The going's on of a fellow with Meniere's Disease, who is Single Side Deaf, Hard of Hearing in my right-good-bad-ear, amongst other such and what nots...plus bonus info on the vertigo attacks, and all that comes with this disease, Meniere's. Greetings and peace to you. My name is Mario. I have journaled for nearly twenty years on pen and paper, writing lefty. It's time to spread my wings a piece...take flight...peace...
Monday, June 30, 2014
The Consequences Of Almost Falling Asleep On This Patient, Meniere's, and Neurolgical Pain
It has been a long new year this year 2014. I've actually considered it has been a rather indifferent year for me over this past calendar year. What with the Meniere's, Neurological Pain and other illnesses that have take me to the brink on more than one dozen occasions. I am only human, I am a Man with emotions and feelings. This past year has been a year where I've lost most of my life to sleep due to Meniere's and honestly, this has been the year of so many experience's, I reckon it would require a couple or three more communiqués to share what I have to say. Much of it won't get said, sometimes shit happens and it is the right thing to share and get that shit off my back. I say this from in and out of my body, in and out of my mind. Life isn't getting much longer and I'm not getting any younger. I've taken a grip of my life and I will continue to work the shit out of it and if and when I get to having attacks, I'll take them one at a time, just as I have since this all first started.

TRY IT:
Update the blog post's introduction by reproducing everything from "The going's on" down to "a piece...take flight...peace...", with "pen and paper" changed to "paper notebooks". The entries after this point come from a separate source unrelated to the blog post.

INFORMATION:
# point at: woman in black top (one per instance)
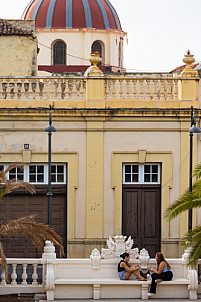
(125, 270)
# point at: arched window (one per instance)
(98, 46)
(59, 53)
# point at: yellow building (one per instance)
(18, 48)
(120, 155)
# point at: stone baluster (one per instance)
(67, 89)
(37, 93)
(74, 89)
(48, 260)
(107, 91)
(155, 91)
(14, 275)
(127, 89)
(162, 90)
(121, 89)
(31, 91)
(63, 88)
(135, 89)
(48, 89)
(144, 259)
(15, 90)
(176, 90)
(35, 275)
(169, 90)
(3, 278)
(45, 90)
(11, 88)
(148, 97)
(51, 88)
(1, 88)
(22, 89)
(95, 259)
(5, 89)
(26, 89)
(19, 89)
(24, 274)
(59, 90)
(82, 91)
(113, 89)
(141, 82)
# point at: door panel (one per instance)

SOLUTION TO THE EXERCISE:
The going's on of a fellow with Meniere's Disease, who is Single Side Deaf, Hard of Hearing in my right-good-bad-ear, amongst other such and what nots...plus bonus info on the vertigo attacks, and all that comes with this disease, Meniere's. Greetings and peace to you. My name is Mario. I have journaled for nearly twenty years on paper notebooks, writing lefty. It's time to spread my wings a piece...take flight...peace...